Извлечённые записи данных:

++++++

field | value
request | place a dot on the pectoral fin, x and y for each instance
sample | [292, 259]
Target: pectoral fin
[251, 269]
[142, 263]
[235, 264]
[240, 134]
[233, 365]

++++++

Описание задания: Преобразуйте строки всех записей в JSON-список строк: одна строка записи соответствует одному элементу списка. Пустые строки не включайте.

Ответ к упражнению:
[
  "field | value",
  "request | place a dot on the pectoral fin, x and y for each instance",
  "sample | [292, 259]",
  "Target: pectoral fin",
  "[251, 269]",
  "[142, 263]",
  "[235, 264]",
  "[240, 134]",
  "[233, 365]"
]